◆ Exercise requirements:
Copy the rows below word for word, starting at the line with "Show me the bounding box of the red stem" and ending with the line with "237;164;311;189", both included.

Excerpts from a detection dataset:
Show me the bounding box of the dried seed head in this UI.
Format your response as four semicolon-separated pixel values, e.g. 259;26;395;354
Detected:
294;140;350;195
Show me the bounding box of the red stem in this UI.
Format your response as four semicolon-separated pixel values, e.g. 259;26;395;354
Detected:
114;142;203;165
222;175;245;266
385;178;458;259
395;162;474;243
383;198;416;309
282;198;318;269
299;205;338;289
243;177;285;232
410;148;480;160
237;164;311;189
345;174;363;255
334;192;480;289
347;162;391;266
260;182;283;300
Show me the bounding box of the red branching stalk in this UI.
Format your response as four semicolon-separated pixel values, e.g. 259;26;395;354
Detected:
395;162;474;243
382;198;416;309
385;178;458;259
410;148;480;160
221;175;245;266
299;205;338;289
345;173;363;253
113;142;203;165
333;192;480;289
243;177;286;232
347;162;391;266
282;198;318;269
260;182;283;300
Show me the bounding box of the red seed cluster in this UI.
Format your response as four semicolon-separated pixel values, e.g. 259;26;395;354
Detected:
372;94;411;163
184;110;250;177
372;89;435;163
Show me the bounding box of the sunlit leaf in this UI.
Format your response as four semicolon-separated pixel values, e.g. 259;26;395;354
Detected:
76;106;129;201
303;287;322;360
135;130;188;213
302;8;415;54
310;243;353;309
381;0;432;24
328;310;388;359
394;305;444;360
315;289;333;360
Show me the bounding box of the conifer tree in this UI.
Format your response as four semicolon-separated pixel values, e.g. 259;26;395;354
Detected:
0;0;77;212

◆ The output:
Show me the bounding box of the red stem in this UI.
Format your response as four semicolon-separated pixel values, e.g. 259;26;395;354
Detected:
114;142;203;165
222;175;245;266
385;178;458;259
395;162;474;243
383;198;416;309
282;198;318;269
299;205;338;289
243;177;285;232
410;148;480;160
237;164;311;189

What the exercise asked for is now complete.